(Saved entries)
══════════════════════════════

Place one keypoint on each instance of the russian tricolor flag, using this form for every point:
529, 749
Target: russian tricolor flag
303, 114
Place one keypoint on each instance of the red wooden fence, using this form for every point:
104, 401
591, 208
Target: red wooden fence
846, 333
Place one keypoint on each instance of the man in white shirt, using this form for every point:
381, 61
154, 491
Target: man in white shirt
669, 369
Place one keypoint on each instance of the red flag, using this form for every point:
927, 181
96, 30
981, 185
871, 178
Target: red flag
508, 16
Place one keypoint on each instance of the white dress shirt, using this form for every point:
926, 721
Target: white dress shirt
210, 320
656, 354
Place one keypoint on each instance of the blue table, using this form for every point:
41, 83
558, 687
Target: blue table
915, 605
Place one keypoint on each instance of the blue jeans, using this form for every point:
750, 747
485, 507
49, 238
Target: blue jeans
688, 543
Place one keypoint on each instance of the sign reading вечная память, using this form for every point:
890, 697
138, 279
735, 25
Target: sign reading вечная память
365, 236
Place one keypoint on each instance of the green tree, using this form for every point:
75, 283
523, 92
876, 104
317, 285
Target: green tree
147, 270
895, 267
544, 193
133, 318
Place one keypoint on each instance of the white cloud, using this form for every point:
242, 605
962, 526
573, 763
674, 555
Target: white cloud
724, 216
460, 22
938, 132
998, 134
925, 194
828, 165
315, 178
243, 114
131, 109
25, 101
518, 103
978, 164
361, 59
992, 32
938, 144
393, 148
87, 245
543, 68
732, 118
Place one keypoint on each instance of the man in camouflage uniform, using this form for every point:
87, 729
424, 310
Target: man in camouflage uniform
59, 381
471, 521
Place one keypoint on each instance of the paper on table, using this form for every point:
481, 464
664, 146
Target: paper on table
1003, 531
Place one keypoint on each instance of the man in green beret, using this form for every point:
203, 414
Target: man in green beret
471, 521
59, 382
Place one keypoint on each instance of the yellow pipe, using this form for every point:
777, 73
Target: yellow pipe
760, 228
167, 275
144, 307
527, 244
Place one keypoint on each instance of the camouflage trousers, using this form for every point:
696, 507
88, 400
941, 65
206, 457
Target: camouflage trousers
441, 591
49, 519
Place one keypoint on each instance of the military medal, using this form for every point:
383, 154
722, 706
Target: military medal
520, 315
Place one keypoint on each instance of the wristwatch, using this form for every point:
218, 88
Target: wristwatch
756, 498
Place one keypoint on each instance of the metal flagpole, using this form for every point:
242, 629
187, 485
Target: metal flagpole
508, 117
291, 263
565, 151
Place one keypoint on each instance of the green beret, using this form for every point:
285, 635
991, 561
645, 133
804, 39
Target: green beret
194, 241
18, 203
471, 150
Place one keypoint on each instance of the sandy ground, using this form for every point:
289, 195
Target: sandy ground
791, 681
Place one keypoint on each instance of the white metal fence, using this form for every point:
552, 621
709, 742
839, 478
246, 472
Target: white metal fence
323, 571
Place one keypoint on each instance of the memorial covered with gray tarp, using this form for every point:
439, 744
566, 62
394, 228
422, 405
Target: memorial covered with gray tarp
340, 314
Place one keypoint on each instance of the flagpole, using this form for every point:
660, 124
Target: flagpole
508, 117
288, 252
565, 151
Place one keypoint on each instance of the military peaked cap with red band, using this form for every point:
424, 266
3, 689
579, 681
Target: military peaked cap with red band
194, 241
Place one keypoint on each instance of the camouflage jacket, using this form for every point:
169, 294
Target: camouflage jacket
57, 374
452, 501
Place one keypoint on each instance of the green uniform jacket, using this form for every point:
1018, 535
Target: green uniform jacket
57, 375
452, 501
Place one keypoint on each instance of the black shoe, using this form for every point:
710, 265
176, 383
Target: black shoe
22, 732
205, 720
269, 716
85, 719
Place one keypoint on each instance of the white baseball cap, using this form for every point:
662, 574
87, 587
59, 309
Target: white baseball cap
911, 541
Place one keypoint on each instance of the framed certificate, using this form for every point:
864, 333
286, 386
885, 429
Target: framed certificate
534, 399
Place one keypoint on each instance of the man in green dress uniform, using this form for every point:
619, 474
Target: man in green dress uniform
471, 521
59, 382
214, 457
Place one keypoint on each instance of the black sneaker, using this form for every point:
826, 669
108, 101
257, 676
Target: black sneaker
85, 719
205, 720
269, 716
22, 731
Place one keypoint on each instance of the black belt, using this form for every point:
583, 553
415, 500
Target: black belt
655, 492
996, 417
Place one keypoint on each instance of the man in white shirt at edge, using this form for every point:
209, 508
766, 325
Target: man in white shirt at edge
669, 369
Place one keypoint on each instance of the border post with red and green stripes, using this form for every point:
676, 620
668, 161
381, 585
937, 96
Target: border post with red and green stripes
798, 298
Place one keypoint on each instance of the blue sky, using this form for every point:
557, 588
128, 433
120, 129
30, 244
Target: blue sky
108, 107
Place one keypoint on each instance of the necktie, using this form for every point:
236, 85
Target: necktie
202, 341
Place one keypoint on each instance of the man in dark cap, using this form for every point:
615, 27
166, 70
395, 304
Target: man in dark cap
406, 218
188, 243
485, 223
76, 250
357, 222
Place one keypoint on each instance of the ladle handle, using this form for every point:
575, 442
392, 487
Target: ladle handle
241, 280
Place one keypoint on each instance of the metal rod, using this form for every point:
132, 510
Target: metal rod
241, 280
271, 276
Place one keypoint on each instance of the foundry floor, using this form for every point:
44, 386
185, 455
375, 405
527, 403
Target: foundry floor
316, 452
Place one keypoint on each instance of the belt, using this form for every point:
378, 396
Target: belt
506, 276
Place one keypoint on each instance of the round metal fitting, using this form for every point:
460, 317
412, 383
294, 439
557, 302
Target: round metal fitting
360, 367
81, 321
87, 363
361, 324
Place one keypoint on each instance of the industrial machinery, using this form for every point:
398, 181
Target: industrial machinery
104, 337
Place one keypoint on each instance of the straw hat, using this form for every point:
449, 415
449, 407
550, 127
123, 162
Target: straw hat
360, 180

══════════════════════════════

◆ EXERCISE REQUIREMENTS
Each record above should be repeated exactly.

◆ TASK RESPONSE
Place one keypoint on each instance of the russian tricolor flag, using this form for every point:
529, 749
Target: russian tricolor flag
303, 114
Place one keypoint on each instance of the red wooden fence, using this form for every point:
104, 401
591, 208
Target: red wooden fence
846, 333
Place one keypoint on each instance of the man in white shirt, using this form for every point:
381, 61
154, 491
Target: man in white shirt
669, 369
Place one keypoint on each instance of the red flag, using this form for every point:
927, 181
96, 30
981, 185
871, 178
Target: red flag
508, 16
Place one keypoint on each instance of the white dress shirt, using this form for every point:
926, 721
Target: white dress shirt
210, 320
656, 354
Place one keypoint on each instance of the blue table, using this form for every point:
41, 83
558, 687
Target: blue table
915, 605
Place one keypoint on each instance of the blue jeans, using this form for every point:
750, 747
485, 507
49, 238
Target: blue jeans
688, 543
Place one keypoint on each instance of the sign reading вечная память, using this form for every point:
890, 697
138, 279
735, 25
Target: sign reading вечная память
365, 236
Place one keypoint on each instance of the green tree, using this form for every point:
75, 283
523, 92
876, 104
317, 285
Target: green tree
147, 270
895, 267
544, 193
133, 318
Place one keypoint on each instance of the white cloud, using this form for every point:
242, 605
962, 526
573, 763
674, 555
Target: white cloud
724, 216
460, 22
938, 132
998, 134
925, 194
828, 165
315, 178
243, 114
131, 109
25, 101
518, 103
978, 164
361, 59
992, 32
938, 144
393, 148
87, 245
543, 68
732, 118
Place one keypoint on each instance of the man in camouflage uniform, using this form for every point:
87, 729
424, 310
Target: man in camouflage uniform
59, 381
471, 521
Place one keypoint on each instance of the paper on table, using this form for every point:
481, 464
664, 146
Target: paper on table
1003, 531
Place one keypoint on each instance of the man in green beret, using this form for every point:
203, 414
Target: man in green beret
471, 521
59, 382
Place one keypoint on each instance of the yellow pipe, using this form for every point:
777, 73
Target: yellow pipe
760, 228
167, 275
144, 307
527, 244
Place one keypoint on each instance of the camouflage trousers, using this form for every point:
696, 507
88, 400
941, 65
206, 457
Target: camouflage trousers
441, 591
49, 519
Place one keypoint on each instance of the military medal, using this form for every point:
383, 154
722, 706
Target: military medal
520, 315
Place one keypoint on each instance of the wristwatch, using this form for every point:
218, 88
Target: wristwatch
756, 498
Place one keypoint on each instance of the metal flagpole, using this form for every point:
242, 629
187, 485
Target: metal flagpole
508, 117
291, 263
565, 151
Place one keypoint on each instance of the green beret, using this form for every point:
285, 635
991, 561
645, 133
804, 39
Target: green beret
194, 241
18, 203
471, 150
Place one keypoint on each instance of the sandy ground, using this form for every point:
289, 195
Target: sandy ground
791, 681
Place one keypoint on each instance of the white metal fence, using this form for every point:
552, 621
709, 742
839, 478
246, 472
Target: white metal fence
323, 571
Place one keypoint on each instance of the memorial covered with gray tarp, using this form for every point:
439, 744
566, 62
394, 228
422, 405
Target: memorial covered with gray tarp
340, 314
Place one keypoint on each instance of the flagpole, using this form for every point:
660, 124
Target: flagpole
508, 117
288, 252
565, 151
Place one keypoint on each instance of the military peaked cap with red band, using this form for every point:
424, 266
3, 689
579, 681
Target: military peaked cap with red band
194, 241
Place one keypoint on each instance of the camouflage jacket, using this form for every point:
169, 294
Target: camouflage jacket
57, 374
452, 501
Place one keypoint on each instance of the green uniform jacket, using this form for every point:
1018, 535
Target: green uniform jacket
57, 375
452, 501
Place one keypoint on each instance of the black shoe, using this form for every point:
710, 265
176, 383
Target: black shoe
22, 732
205, 720
269, 716
85, 719
Place one keypoint on each instance of the white baseball cap, using this form for every point:
662, 574
87, 587
59, 309
Target: white baseball cap
911, 541
Place one keypoint on each instance of the framed certificate, using this form for every point:
864, 333
286, 386
885, 429
Target: framed certificate
534, 399
Place one keypoint on each instance of the man in green dress uniform, using this form for every point:
619, 474
Target: man in green dress uniform
471, 521
59, 382
214, 457
Place one keypoint on each instance of the black sneaker, using this form for every point:
826, 669
108, 101
257, 676
Target: black sneaker
85, 719
205, 720
269, 716
22, 731
Place one keypoint on each instance of the black belt, using this form for every point:
583, 553
415, 500
Target: black belt
655, 492
996, 417
Place one keypoint on each instance of the man in white shirt at edge, using this form for every point:
209, 508
766, 325
Target: man in white shirt at edge
669, 369
Place one keypoint on each instance of the border post with red and green stripes, using this form for every point:
676, 620
668, 161
381, 585
937, 96
Target: border post with red and green stripes
798, 298
Place one keypoint on each instance of the blue sky, using this form for every point:
557, 588
128, 433
120, 129
30, 244
Target: blue sky
108, 107
Place one keypoint on each instance of the necktie, using this form for every point:
236, 85
Target: necktie
202, 341
Place one keypoint on each instance of the man in dark cap, using this form for every point:
615, 27
166, 70
395, 304
Target: man in dark cap
406, 218
188, 243
485, 223
76, 250
357, 222
Place one keypoint on each instance of the ladle handle, using this form for every point:
575, 442
392, 487
Target: ladle handle
241, 280
Place one keypoint on each instance of the metal rod, using this form for every point:
132, 510
Target: metal rod
241, 280
271, 276
Place one keypoint on each instance of the foundry floor, using this form for every point:
44, 386
185, 455
375, 405
527, 403
Target: foundry floor
316, 452
Place one keypoint on each instance of the belt, using this form for every point:
378, 396
Target: belt
506, 276
Place one keypoint on each instance of the round metal fitting, using this form for every point:
460, 317
412, 383
294, 439
557, 302
Target: round metal fitting
360, 367
81, 321
87, 363
361, 324
Place one keypoint on each instance of the industrial machinery, using this form for every point:
398, 181
Target: industrial machinery
104, 337
Place one keypoint on each instance of the straw hat, using this form for every point:
449, 415
449, 407
550, 127
123, 162
Target: straw hat
360, 180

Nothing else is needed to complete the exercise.